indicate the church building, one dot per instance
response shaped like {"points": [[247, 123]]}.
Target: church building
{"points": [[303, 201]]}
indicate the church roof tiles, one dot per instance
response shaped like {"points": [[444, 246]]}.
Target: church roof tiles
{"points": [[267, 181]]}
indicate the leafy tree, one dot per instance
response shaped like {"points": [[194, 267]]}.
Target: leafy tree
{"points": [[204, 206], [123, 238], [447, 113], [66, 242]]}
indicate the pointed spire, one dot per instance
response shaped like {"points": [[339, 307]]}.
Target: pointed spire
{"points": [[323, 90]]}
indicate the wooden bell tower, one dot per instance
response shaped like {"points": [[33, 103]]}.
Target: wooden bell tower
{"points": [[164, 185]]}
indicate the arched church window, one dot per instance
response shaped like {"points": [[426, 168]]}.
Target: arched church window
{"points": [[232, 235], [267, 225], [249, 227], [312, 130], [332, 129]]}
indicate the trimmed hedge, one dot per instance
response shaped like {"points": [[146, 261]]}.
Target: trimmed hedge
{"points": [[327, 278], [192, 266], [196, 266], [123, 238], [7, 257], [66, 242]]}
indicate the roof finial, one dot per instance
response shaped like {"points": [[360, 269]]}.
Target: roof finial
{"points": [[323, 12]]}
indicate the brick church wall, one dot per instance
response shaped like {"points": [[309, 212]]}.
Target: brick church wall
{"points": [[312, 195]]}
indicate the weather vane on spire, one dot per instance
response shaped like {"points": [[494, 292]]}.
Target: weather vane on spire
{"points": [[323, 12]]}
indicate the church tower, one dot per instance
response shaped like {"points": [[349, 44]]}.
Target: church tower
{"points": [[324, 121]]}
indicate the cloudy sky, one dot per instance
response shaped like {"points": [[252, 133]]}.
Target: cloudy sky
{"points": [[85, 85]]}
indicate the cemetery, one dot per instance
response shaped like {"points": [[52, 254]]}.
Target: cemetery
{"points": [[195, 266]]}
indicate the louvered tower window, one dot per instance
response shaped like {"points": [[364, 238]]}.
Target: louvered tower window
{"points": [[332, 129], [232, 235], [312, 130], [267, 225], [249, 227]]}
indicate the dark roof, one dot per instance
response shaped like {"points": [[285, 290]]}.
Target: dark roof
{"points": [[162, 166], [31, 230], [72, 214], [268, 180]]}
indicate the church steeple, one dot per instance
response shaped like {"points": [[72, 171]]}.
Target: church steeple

----------

• Requirements:
Without changing a word, restate the whole listing.

• Written response:
indicate the church building, one dot per instance
response shaped like {"points": [[247, 123]]}.
Target: church building
{"points": [[303, 201]]}
indicate the church roof tiles, one dot per instance
response shaped like {"points": [[444, 246]]}.
Target: church roof tiles
{"points": [[267, 181]]}
indicate the leafy tree, one dot per instance
response shaped like {"points": [[194, 267]]}.
Target: leafy tree
{"points": [[204, 206], [123, 238], [447, 113], [66, 242]]}
indicate the pointed spire, one dot per instance
response shaped like {"points": [[339, 307]]}.
Target: pointed spire
{"points": [[323, 90]]}
indicate the wooden bell tower, one dot per instance
response shaped like {"points": [[33, 103]]}.
Target: wooden bell tower
{"points": [[164, 185]]}
indicate the arched church window, one dot per instance
response shaped like {"points": [[426, 168]]}.
Target: arched church window
{"points": [[232, 235], [267, 225], [249, 227], [312, 130], [332, 129]]}
indicate the trimmed hedge, one dot per instance
response shaped like {"points": [[146, 261]]}.
Target: trimmed hedge
{"points": [[327, 278], [192, 266], [196, 266], [123, 238], [7, 257], [66, 242]]}
indicate the roof finial, one dot per instance
response shaped like {"points": [[360, 269]]}.
Target: roof finial
{"points": [[323, 12]]}
indicate the brick church wall, one dot per instance
response shaped like {"points": [[309, 212]]}.
Target: brick church wall
{"points": [[312, 195]]}
indicate the weather vane on spire, one dot per instance
response shaped like {"points": [[494, 292]]}.
Target: weather vane on spire
{"points": [[323, 12]]}
indicate the church tower, one dot per instance
response shaped like {"points": [[349, 44]]}.
Target: church tower
{"points": [[324, 121]]}
indicate the cloudy sky, one dot per instance
response shaped like {"points": [[252, 133]]}.
Target: cloudy sky
{"points": [[85, 85]]}
indicate the cemetery, one dot per instance
response shaped like {"points": [[52, 254]]}.
Target: cemetery
{"points": [[195, 266]]}
indicate the louvered tower window, one dot per instance
response shaped like {"points": [[364, 238]]}.
Target: louvered tower window
{"points": [[332, 129], [232, 235], [312, 130], [267, 225], [249, 227]]}
indicate the dark roof, one dot per instance
response shaped like {"points": [[285, 290]]}.
Target: dark roof
{"points": [[162, 166], [31, 230], [72, 214], [268, 180]]}
indicate the church steeple, one dot per instance
response shaped like {"points": [[72, 171]]}.
Target: church steeple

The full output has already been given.